---- EXTRACTED TEXT
John McLean, the general manager of wholesale produce retailer Orleans Fresh Fruit, said he’s paying about $70 per case for California cauliflower when a case usually retails for about $20 per case this time of year.
The weak Canadian dollar is also factoring into the price, he said.
The bottom line at the checkout is that a head of cauliflower is going for about $8 — and McLean said the price could still go up as stores look to make a profit from the sale.
“It’s going to land in to me at $70 [per case], say. There’s 12 heads in a frigging case. Do your math,” he said.
Leafy greens such as spinach, Romaine lettuce and parsley are also in shortage due to smaller crops caused by the drought, McLean said.
Splurge or save?
Cauliflower is part of almost all vegetable dishes at Chinatown’s Phuket Royal — dishes like pad thai, curry, and stir-fried noodles — but it’s now being replaced with other vegetables like broccoli or peppers, said the restaurant’s Kung Lim.
“We have no choice. The cost is too high,” she said. “It used to [be] $2 something, right, now it’s $8 — four times more. That’s crazy.”
Shoppers may soon see the effects of a nationwide butter shortage as they start their holiday cooking and baking despite efforts by the Canadian dairy industry to ramp up production.
Brian Cameron, the general manager of Dairy Farmers of Nova Scotia, said in the last two years consumer demand has increased two to three per cent year over year. Fluid cream has increased by three-and-a-half per cent.
“For butter and a dairy product, that’s a large increase,” Cameron told CBC’s Maritime Noon.
“There’s a move in the health sector — and I’m not a nutritionist — away from trans fats and more towards sources of fat.”
Charlebois says the average Canadian household will spend $8,631 on food in 2016, an increase of about $345. That figure includes $2,416 spent at restaurants.
“Canada is the only industrialized country where you find the food inflation rate to be above 2.5 per cent. That’s significant. Right now we are sitting at 4.1 per cent,” Charlebois told CBC News.
“Europe food inflation’s barely at one per cent. There’s too much food in the market. The U.S. inflation rate is much lower than ours. The currency clearly is not helping families that are in need of affordable foods.”
--------
---- SUPPLIED ENTRIES
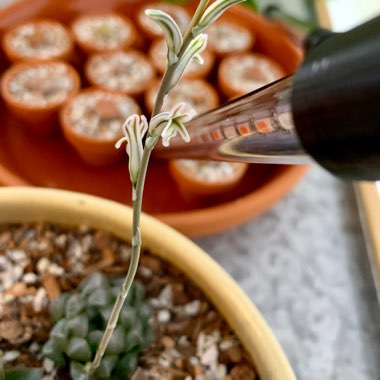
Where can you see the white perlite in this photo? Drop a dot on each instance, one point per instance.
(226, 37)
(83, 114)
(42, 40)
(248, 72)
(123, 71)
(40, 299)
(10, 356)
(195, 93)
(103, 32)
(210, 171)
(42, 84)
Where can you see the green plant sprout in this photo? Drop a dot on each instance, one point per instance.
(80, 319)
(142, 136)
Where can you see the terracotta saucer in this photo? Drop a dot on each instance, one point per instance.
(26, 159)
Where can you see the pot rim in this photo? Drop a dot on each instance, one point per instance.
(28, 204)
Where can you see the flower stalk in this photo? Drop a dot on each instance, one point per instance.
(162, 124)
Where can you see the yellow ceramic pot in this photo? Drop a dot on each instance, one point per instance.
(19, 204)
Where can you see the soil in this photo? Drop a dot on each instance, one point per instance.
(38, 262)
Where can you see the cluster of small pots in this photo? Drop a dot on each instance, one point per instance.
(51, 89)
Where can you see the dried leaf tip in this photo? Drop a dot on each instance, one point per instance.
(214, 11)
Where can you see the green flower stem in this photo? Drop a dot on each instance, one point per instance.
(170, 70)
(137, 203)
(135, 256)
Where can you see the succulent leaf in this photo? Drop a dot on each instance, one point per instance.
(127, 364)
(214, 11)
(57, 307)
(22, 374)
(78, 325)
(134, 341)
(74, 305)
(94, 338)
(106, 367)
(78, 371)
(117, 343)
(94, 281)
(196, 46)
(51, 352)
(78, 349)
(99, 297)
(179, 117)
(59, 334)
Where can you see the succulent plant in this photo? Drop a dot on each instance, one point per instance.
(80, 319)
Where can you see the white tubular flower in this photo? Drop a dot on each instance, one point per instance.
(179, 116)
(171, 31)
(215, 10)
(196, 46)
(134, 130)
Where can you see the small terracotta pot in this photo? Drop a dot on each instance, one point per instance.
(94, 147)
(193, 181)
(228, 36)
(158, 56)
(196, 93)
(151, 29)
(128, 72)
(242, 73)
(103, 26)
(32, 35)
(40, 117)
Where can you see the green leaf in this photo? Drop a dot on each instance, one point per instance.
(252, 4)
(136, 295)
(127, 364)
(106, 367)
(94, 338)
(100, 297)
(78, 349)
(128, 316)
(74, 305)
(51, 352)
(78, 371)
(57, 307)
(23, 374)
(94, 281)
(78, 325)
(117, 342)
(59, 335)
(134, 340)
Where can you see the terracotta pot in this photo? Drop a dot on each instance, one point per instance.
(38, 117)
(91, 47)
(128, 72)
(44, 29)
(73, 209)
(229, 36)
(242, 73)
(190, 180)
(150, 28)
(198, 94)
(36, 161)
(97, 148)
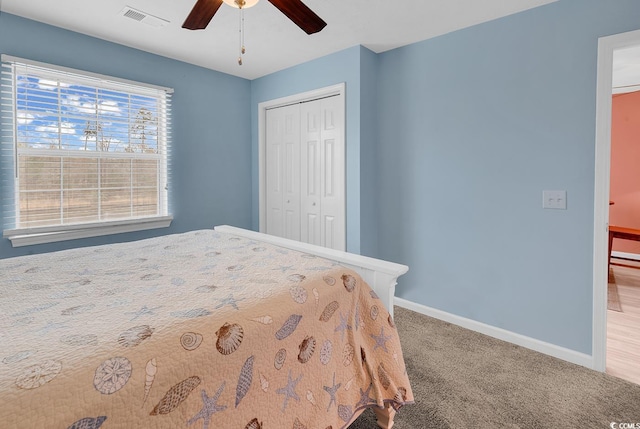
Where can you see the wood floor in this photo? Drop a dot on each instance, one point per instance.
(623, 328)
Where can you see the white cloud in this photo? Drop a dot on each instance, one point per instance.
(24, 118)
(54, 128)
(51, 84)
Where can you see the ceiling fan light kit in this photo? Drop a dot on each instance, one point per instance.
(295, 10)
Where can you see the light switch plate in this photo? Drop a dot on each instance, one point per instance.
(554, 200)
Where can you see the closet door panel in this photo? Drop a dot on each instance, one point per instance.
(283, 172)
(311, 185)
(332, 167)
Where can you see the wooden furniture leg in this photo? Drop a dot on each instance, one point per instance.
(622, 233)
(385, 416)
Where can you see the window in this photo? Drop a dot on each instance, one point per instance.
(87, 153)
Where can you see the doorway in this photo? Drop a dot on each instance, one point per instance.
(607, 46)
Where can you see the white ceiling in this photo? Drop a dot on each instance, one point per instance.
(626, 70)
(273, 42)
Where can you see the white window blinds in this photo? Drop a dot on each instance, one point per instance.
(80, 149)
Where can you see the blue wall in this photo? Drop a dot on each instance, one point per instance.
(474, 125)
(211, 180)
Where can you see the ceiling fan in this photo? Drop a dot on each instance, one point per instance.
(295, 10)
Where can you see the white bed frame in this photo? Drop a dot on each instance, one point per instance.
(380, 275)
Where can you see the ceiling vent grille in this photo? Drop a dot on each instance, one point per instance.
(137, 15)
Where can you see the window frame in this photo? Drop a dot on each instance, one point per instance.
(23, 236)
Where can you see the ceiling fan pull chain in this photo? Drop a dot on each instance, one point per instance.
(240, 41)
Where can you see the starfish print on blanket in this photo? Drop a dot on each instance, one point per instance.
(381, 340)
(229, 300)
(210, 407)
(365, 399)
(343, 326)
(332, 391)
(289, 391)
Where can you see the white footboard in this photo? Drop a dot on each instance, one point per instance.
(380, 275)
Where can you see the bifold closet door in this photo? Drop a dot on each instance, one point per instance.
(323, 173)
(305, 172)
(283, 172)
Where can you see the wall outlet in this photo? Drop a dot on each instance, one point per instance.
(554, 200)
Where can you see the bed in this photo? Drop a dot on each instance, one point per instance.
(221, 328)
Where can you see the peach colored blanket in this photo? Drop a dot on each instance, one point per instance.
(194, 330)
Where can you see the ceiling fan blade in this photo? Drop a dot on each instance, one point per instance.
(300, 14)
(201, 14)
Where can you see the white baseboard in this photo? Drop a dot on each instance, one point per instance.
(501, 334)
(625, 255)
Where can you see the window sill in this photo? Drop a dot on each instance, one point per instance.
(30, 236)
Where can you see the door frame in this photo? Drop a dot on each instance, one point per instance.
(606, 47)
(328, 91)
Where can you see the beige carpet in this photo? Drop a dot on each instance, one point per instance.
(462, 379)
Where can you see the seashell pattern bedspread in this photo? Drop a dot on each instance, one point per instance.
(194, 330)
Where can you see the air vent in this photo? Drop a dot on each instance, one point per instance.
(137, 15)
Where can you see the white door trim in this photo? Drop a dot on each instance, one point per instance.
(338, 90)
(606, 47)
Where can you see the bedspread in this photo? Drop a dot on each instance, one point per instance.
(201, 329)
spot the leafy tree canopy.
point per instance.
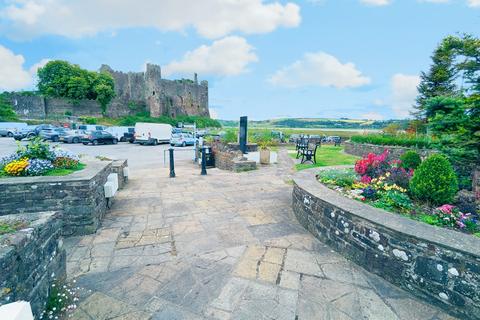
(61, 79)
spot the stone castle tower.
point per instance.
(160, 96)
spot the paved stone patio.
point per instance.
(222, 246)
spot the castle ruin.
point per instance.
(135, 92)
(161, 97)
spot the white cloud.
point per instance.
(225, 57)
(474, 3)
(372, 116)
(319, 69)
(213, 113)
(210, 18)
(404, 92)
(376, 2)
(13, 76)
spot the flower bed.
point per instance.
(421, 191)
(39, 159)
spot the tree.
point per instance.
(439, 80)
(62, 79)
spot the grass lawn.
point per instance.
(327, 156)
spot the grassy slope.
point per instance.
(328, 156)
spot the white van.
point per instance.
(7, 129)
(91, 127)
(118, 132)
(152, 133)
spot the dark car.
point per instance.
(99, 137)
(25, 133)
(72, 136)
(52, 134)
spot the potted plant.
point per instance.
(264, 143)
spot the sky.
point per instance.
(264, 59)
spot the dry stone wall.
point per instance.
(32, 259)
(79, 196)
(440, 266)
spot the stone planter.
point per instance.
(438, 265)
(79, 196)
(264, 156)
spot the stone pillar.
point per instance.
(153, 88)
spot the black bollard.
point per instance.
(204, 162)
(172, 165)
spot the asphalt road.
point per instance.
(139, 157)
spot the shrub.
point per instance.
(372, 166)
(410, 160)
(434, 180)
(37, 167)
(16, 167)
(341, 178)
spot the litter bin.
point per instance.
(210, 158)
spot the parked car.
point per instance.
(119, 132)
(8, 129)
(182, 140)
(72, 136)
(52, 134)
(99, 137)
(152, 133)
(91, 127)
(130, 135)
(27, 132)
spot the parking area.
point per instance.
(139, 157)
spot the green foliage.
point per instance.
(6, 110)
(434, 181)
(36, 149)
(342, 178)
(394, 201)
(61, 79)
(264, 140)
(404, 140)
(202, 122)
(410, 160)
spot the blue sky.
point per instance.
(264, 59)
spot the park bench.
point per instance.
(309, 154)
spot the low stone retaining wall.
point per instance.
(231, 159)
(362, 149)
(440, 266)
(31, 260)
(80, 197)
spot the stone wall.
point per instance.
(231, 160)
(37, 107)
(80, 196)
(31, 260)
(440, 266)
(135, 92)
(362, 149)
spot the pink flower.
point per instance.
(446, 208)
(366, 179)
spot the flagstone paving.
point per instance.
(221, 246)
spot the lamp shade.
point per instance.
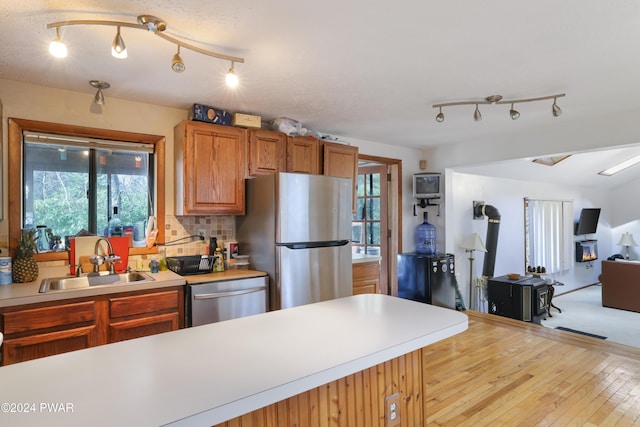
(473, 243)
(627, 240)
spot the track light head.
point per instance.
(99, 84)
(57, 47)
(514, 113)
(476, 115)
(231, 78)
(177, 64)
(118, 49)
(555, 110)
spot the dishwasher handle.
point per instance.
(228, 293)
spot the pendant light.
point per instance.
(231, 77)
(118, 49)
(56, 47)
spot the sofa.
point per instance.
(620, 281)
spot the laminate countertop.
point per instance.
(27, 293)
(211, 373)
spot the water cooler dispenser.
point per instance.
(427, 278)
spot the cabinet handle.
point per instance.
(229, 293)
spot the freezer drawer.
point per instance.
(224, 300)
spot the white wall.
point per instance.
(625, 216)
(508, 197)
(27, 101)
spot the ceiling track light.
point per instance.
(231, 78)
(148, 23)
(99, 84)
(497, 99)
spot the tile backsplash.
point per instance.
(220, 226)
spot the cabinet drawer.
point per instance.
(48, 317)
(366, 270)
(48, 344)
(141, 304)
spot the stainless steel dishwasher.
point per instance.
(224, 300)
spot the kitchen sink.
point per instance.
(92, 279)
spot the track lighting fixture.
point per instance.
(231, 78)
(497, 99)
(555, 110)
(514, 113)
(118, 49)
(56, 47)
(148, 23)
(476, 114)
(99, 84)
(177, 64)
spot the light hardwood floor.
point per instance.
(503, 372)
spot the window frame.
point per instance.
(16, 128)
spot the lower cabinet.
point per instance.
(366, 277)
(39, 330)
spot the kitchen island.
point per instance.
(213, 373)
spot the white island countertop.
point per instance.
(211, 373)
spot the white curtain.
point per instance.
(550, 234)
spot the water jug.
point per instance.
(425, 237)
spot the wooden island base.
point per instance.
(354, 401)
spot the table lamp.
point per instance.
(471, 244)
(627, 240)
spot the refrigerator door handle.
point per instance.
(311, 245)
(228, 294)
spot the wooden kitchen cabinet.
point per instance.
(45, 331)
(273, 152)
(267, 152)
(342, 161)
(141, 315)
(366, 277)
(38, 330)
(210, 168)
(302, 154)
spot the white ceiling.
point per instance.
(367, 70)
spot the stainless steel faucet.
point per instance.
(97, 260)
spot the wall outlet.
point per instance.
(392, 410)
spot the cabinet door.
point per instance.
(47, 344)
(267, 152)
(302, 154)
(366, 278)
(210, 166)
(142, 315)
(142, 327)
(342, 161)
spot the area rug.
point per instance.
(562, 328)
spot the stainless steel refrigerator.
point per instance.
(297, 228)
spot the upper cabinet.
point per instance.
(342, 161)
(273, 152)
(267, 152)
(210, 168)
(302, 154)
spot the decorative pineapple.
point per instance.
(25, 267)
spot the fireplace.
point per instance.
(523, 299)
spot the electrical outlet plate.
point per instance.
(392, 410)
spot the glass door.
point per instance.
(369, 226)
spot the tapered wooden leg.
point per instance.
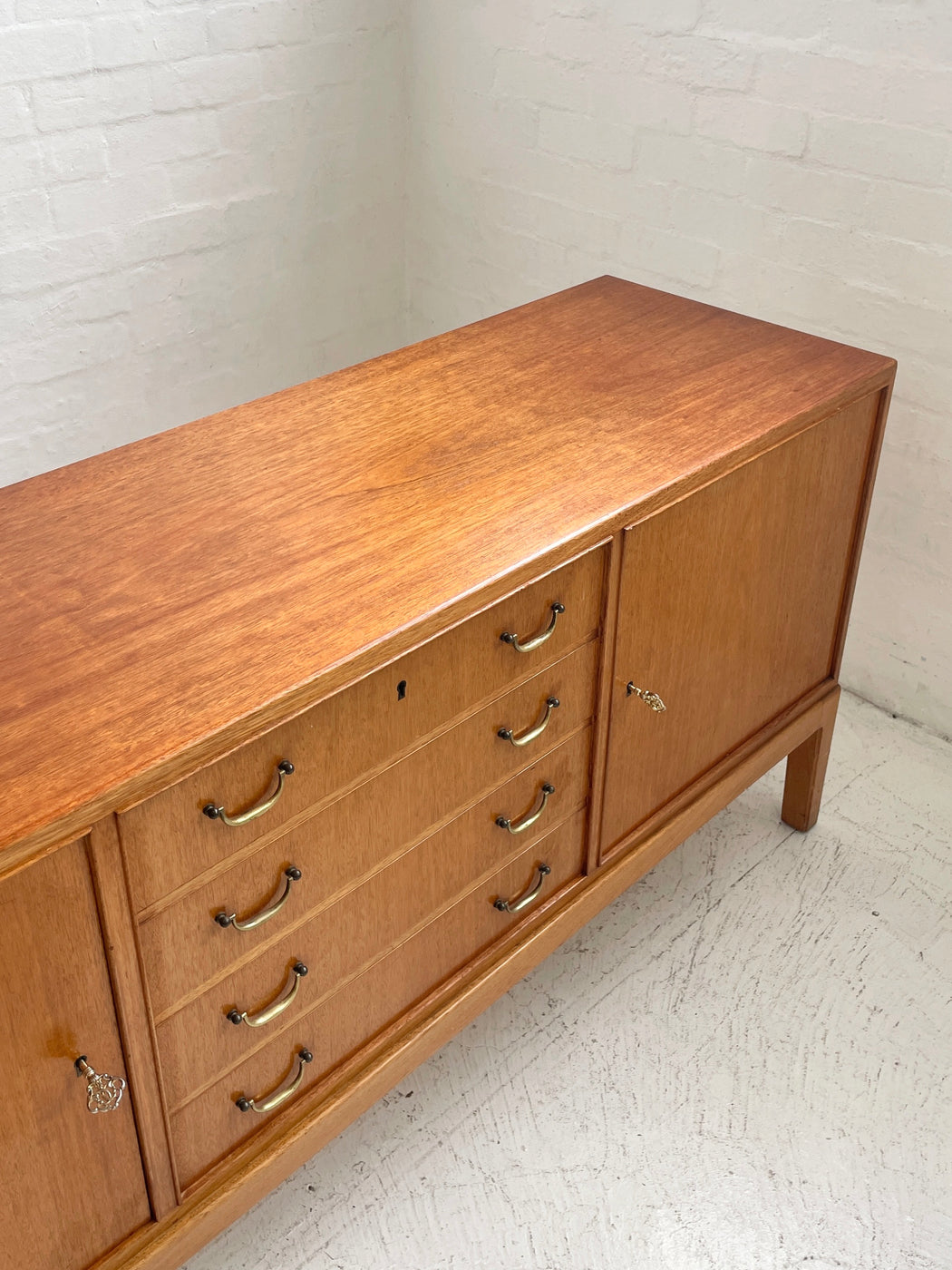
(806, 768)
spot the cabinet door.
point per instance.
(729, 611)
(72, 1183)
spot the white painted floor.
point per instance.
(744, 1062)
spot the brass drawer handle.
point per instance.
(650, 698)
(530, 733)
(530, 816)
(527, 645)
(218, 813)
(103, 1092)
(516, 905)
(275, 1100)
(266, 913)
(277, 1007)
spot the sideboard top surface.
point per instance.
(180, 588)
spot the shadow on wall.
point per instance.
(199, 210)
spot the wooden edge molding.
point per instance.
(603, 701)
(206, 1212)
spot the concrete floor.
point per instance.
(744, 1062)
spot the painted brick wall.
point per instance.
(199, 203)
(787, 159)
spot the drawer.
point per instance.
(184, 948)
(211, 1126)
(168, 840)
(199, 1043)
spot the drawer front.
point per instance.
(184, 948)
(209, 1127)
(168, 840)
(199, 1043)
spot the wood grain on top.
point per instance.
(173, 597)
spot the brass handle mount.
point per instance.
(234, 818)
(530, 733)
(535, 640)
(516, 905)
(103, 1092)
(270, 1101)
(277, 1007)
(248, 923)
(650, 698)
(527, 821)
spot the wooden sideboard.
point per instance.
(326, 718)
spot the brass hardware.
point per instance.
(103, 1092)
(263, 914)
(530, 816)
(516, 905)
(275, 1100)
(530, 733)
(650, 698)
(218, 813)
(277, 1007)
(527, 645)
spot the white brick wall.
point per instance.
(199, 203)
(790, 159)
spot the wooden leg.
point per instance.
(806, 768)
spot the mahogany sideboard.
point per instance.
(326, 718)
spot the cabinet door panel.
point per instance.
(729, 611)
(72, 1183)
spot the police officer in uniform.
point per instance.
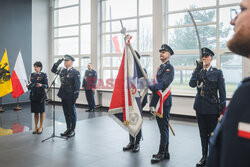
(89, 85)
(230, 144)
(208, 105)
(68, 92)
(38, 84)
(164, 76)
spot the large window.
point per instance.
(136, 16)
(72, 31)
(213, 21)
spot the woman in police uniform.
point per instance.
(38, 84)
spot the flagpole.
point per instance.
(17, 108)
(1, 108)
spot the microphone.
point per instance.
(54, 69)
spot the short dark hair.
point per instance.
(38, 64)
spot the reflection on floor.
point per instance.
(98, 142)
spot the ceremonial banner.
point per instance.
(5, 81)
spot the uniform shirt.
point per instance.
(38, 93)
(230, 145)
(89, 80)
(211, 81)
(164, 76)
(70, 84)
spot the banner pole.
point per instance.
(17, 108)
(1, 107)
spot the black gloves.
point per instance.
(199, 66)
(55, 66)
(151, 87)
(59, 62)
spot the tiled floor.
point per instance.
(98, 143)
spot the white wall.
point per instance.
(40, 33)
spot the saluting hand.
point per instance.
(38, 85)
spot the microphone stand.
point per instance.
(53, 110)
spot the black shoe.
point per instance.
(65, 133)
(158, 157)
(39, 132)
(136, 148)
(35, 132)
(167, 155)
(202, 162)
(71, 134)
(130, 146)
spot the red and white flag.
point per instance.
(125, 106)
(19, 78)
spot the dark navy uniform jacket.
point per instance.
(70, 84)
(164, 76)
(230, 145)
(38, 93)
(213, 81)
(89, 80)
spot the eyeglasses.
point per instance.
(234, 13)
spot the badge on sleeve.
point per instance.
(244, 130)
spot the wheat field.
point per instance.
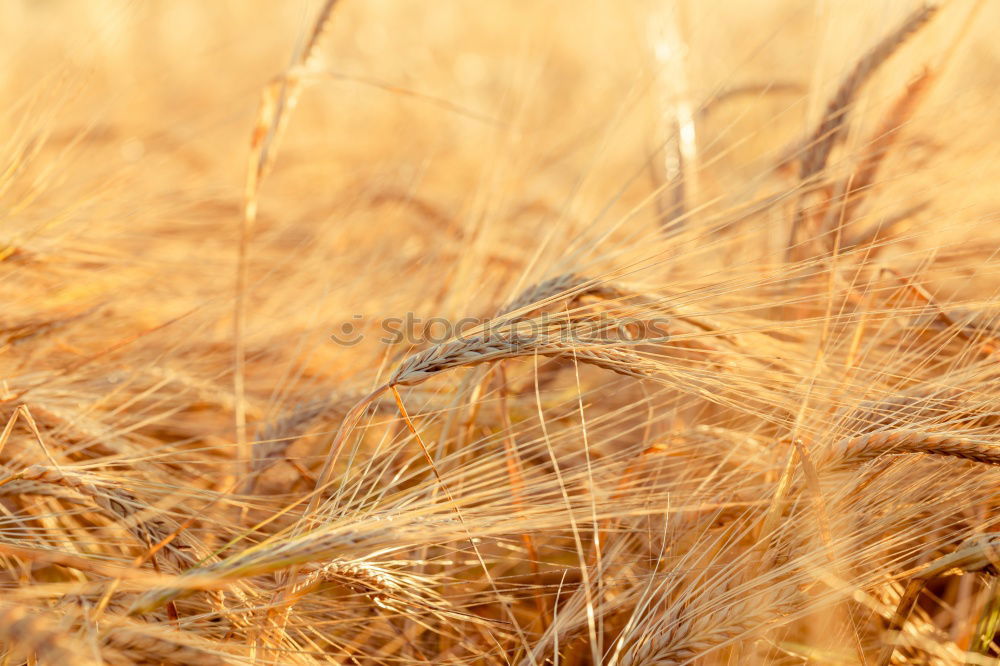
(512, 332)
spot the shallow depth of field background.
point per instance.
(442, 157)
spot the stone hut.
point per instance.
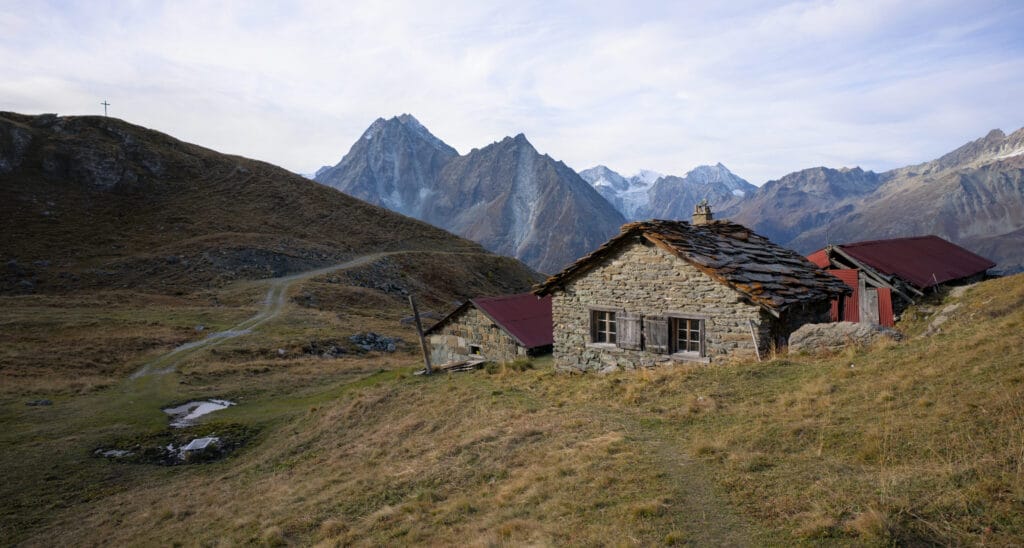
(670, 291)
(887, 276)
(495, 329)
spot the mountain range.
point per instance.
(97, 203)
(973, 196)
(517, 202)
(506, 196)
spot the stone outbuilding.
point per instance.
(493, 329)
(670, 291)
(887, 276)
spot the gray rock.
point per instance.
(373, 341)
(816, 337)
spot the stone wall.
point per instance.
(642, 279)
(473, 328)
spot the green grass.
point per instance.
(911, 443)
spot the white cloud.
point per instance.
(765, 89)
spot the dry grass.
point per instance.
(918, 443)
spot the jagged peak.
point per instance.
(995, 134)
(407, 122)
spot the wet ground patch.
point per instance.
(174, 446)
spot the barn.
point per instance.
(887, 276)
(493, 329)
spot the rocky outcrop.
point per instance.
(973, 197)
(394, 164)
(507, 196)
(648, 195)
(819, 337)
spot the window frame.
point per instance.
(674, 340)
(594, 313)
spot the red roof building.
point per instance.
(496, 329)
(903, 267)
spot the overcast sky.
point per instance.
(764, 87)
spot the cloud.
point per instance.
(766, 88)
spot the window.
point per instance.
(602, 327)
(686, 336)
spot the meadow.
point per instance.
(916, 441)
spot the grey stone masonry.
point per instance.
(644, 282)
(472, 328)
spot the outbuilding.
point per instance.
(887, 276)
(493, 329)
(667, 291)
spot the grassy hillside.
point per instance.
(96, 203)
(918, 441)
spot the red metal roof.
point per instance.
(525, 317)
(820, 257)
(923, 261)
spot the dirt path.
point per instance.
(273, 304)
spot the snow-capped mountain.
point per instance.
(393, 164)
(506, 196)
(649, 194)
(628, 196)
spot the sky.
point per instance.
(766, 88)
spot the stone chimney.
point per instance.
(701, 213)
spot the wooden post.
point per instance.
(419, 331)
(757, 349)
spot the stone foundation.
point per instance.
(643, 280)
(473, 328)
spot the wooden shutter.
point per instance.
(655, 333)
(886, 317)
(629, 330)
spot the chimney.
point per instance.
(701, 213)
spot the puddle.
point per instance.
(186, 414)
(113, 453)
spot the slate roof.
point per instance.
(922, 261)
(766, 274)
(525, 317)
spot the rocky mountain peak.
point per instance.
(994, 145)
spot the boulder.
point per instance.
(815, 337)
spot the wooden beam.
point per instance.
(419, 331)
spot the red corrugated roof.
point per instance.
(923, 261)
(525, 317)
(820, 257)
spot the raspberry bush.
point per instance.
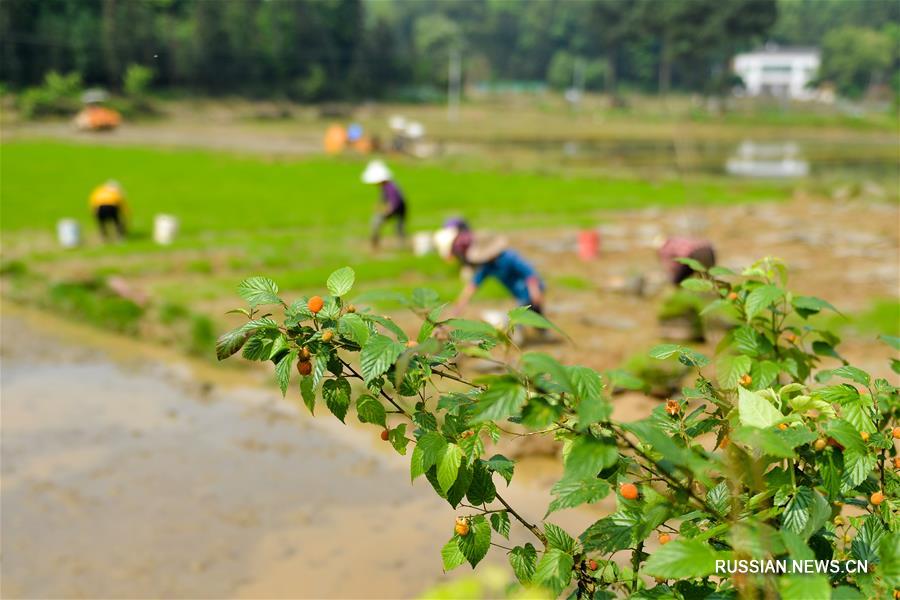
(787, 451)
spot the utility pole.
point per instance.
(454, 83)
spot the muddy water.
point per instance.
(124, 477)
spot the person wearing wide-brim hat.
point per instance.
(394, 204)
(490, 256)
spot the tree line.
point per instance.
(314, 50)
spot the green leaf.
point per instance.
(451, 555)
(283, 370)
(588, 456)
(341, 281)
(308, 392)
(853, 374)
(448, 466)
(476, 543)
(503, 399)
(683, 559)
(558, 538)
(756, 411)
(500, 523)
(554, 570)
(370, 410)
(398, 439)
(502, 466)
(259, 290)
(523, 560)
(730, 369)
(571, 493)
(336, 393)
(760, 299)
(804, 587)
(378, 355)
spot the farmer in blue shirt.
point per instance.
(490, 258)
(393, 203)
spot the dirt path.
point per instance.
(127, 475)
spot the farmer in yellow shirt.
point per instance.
--------
• EXERCISE DIRECTIONS: Repeat the food-price article word for word, starting at "Leafy greens such" and ending at "ramp up production.".

• EXERCISE SOLUTION:
Leafy greens such as spinach, Romaine lettuce and parsley are also in shortage due to smaller crops caused by the drought, McLean said.
Splurge or save?
Cauliflower is part of almost all vegetable dishes at Chinatown’s Phuket Royal — dishes like pad thai, curry, and stir-fried noodles — but it’s now being replaced with other vegetables like broccoli or peppers, said the restaurant’s Kung Lim.
“We have no choice. The cost is too high,” she said. “It used to [be] $2 something, right, now it’s $8 — four times more. That’s crazy.”
Shoppers may soon see the effects of a nationwide butter shortage as they start their holiday cooking and baking despite efforts by the Canadian dairy industry to ramp up production.